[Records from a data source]
________________

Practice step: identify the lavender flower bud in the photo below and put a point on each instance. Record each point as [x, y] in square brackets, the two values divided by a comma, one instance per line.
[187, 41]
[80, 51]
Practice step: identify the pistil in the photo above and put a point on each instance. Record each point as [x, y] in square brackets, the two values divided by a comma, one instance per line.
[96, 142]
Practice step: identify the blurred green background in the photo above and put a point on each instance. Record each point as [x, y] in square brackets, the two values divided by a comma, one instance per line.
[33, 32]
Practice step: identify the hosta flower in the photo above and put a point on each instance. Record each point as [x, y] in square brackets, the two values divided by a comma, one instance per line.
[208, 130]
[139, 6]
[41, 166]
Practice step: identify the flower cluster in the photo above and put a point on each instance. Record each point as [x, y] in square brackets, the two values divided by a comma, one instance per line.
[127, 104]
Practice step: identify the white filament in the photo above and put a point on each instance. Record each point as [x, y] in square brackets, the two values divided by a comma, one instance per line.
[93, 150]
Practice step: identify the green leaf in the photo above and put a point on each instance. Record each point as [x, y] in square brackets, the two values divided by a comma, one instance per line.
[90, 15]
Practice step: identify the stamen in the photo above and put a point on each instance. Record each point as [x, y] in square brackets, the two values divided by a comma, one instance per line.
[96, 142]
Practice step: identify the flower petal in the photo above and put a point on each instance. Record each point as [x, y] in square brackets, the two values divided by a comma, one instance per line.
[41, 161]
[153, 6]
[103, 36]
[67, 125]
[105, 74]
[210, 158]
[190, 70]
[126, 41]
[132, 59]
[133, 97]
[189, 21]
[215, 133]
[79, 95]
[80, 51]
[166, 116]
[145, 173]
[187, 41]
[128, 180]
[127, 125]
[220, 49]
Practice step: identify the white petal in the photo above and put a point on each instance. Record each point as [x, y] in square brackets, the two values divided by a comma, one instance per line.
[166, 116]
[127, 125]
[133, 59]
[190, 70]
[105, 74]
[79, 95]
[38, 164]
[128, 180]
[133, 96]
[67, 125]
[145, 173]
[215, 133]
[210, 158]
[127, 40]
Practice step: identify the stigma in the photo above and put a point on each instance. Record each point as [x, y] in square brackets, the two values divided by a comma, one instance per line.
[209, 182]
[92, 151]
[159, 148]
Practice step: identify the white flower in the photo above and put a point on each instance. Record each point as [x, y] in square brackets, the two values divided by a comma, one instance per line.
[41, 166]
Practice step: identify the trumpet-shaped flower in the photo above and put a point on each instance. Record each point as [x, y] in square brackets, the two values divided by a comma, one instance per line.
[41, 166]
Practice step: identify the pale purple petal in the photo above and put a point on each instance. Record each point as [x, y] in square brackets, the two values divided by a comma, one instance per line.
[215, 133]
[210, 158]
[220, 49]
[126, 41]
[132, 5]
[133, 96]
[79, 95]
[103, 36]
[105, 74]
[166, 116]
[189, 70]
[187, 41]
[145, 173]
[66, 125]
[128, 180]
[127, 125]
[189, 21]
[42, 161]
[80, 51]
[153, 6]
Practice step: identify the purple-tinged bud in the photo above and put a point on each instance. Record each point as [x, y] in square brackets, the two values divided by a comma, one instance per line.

________________

[Task details]: Emit the records above again, exactly, with no line skipped.

[Exercise output]:
Practice step: identify the lavender flower bud in the photo below and put a point on each instance. Record each point as [x, y] in square brackets, the two values divided by a comma, one instance per line.
[187, 41]
[80, 51]
Practice step: identify the pistil in the photo above and put a point on each instance. Record each point as [x, y] in square brackets, the two values divided by a comma, one instance per line.
[96, 142]
Practice step: identify the blurred green background in the photo above and put a point on each instance. Record each point as [x, y] in square brackets, the two values divided by a comma, one instance per line.
[33, 32]
Practice step: identify the hosta flower in the photo above and put a point on each instance. Record each point as [x, y] in square brackets, the two values divided by a comma, one instance per line.
[208, 130]
[139, 6]
[41, 166]
Practice step: identify the flower cluster in the photo above and put a point on each instance. Record each point as [x, y] in square brackets, the two values divided by a comma, one instance per line.
[127, 104]
Practice step: identify the white filament in the photo above and put a point on each instance. Record each point as [x, y] in square brackets, the two values divided by a comma, one instance per line.
[93, 150]
Practice step: identify the green leaf in the photo above and put a point on each instance. Record each point as [x, y] in square brackets, the two values divided by a comma, one instance per line.
[90, 15]
Practice step: identify the stamen in the photo above and put a point on each instance. Record each point as [x, y] in square brackets, the two values divided by a comma, one instance per line.
[96, 142]
Practice step: identify the flower petal in the photo above and put a point on each instance. Record each point as [x, y] in square brackets, the two values divided by a comma, one instance per line.
[41, 161]
[153, 6]
[103, 36]
[67, 125]
[105, 74]
[210, 158]
[190, 70]
[126, 41]
[132, 59]
[133, 97]
[189, 21]
[215, 133]
[79, 95]
[80, 51]
[166, 116]
[145, 173]
[187, 41]
[128, 180]
[127, 125]
[220, 49]
Practice step: identify the white petal in the photo above and put a point on each instance. Record each point as [x, y] in square brackets, the two values divided by a comma, one instance per line.
[166, 116]
[127, 125]
[133, 59]
[190, 70]
[105, 74]
[79, 95]
[38, 164]
[128, 180]
[133, 96]
[67, 125]
[145, 173]
[215, 133]
[210, 158]
[127, 40]
Practice step: identify the stigma in the photo above and put a point on each instance. Record each point as [x, y] in square brackets, the two values divided by a comma, one instance per line.
[209, 182]
[92, 151]
[159, 148]
Practice step: identify the white flower in the photo above and put a point on each instance. Record each point as [x, y] in square brackets, the two values divided by a comma, one instance per line.
[41, 166]
Practice step: identify the trumpet-shaped flower in the photo above and put a point on each instance. Record each point as [x, y] in square brackets, the two values divided by a comma, one instance per line.
[41, 166]
Practice step: identify the pale purple petal in the photo above and put a point on each instance. Record each point as [x, y] in square brackets, the two values divided by a comma, one instance per line.
[215, 133]
[210, 158]
[220, 49]
[126, 41]
[132, 5]
[133, 96]
[79, 95]
[103, 36]
[105, 74]
[166, 116]
[189, 70]
[187, 41]
[145, 173]
[66, 125]
[128, 180]
[127, 125]
[189, 21]
[42, 161]
[80, 51]
[153, 6]
Practice step: identify the purple-tinged bud in the photo above and put a point on each instance. Record each point as [x, y] in square brackets, the two values divided by a comma, one instance per line.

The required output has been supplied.